What is being asked →
Report every line in the items below that contains the string "power". Copy each such line in full.

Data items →

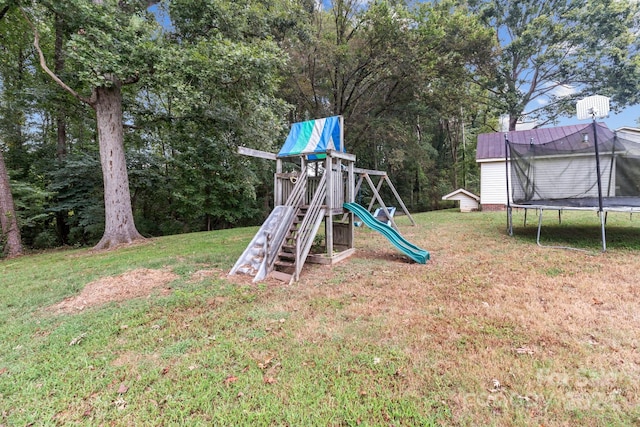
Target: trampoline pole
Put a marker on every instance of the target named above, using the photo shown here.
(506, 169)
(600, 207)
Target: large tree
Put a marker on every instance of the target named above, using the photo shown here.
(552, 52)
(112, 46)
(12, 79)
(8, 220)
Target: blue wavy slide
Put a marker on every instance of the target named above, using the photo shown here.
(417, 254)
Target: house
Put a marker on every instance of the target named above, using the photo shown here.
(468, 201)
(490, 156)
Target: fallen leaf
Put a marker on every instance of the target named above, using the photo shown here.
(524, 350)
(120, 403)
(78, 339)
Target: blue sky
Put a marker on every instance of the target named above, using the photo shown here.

* * *

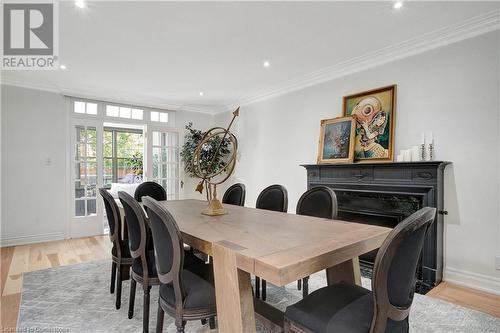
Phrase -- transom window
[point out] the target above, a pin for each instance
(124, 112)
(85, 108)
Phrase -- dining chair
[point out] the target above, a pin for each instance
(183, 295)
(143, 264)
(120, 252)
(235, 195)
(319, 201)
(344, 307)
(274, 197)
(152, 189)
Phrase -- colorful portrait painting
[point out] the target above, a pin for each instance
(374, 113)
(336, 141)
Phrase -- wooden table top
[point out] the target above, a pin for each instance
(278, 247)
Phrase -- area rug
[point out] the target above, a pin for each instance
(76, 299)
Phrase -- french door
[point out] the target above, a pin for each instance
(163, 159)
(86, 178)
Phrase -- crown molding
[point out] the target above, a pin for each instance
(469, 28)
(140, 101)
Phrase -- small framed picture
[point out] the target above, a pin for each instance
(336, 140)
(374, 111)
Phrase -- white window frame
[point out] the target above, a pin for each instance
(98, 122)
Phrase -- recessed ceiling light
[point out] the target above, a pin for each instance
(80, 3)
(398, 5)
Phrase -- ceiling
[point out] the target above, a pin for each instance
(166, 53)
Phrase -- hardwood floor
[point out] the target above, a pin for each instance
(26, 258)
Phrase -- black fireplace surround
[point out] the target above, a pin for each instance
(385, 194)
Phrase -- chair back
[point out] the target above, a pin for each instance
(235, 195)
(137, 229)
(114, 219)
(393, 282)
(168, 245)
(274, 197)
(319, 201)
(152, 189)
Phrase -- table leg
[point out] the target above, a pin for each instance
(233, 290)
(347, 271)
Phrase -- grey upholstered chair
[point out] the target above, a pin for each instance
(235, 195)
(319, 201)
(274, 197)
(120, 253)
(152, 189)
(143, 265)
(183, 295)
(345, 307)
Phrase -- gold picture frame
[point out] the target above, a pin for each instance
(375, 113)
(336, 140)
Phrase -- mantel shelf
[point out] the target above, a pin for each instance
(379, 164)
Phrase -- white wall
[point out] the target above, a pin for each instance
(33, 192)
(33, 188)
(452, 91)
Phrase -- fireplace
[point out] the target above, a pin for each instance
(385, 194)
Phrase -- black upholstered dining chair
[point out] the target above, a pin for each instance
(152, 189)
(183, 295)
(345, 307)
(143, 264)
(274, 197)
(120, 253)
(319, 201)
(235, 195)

...

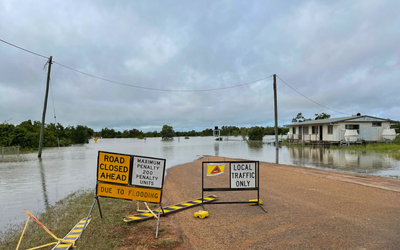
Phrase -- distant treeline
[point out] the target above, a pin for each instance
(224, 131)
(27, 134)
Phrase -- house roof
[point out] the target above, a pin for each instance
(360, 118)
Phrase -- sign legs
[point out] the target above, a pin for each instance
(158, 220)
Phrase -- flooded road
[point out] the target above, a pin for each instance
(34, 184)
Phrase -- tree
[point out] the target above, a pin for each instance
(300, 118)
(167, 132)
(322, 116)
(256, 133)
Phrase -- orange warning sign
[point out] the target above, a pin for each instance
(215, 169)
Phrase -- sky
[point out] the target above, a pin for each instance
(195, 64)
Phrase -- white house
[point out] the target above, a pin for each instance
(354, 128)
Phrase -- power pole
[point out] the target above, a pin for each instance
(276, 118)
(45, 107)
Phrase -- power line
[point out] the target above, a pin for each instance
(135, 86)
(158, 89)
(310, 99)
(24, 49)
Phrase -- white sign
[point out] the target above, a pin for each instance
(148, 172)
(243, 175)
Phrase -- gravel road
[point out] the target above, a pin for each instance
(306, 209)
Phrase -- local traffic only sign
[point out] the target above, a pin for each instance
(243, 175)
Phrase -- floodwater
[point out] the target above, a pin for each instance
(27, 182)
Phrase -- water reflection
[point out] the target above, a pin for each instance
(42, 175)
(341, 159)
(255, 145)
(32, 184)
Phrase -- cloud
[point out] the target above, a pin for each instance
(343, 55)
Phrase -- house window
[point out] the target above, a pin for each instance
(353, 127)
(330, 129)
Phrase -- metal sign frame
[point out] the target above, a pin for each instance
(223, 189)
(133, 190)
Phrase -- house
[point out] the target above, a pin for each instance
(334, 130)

Answer below →
Phrase -- power pole
Phrase -- power line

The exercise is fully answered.